→ Objective: Repeat each entry as written and leave the images out of the copy.
◆ ◆ ◆ ◆ ◆ ◆ ◆
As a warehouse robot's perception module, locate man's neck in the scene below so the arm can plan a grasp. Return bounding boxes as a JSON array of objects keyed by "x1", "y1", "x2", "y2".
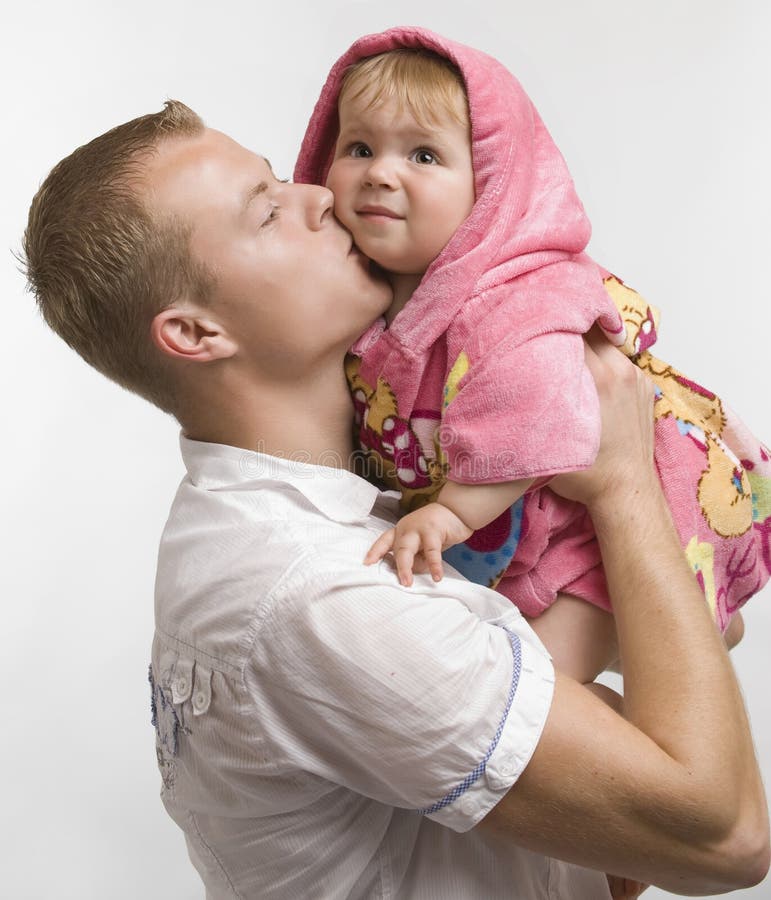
[
  {"x1": 180, "y1": 360, "x2": 354, "y2": 469},
  {"x1": 385, "y1": 272, "x2": 423, "y2": 326}
]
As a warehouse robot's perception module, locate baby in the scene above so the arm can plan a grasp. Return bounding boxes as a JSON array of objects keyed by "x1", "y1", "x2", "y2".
◆ ◆ ◆ ◆ ◆ ◆ ◆
→ Output of the exercise:
As a warehouse robot's perception module, locate man's neck in the scene below so the arm can plan a grasp. Return bounding boxes as a JSON array of objects keyed by "x1", "y1", "x2", "y2".
[
  {"x1": 180, "y1": 360, "x2": 354, "y2": 469},
  {"x1": 385, "y1": 272, "x2": 423, "y2": 326}
]
As a warehouse robot's perception module, locate baby in the scene above so the arm can plan a grasp. Return bounding boxes as a JSON array of objects keyed by "x1", "y1", "x2", "y2".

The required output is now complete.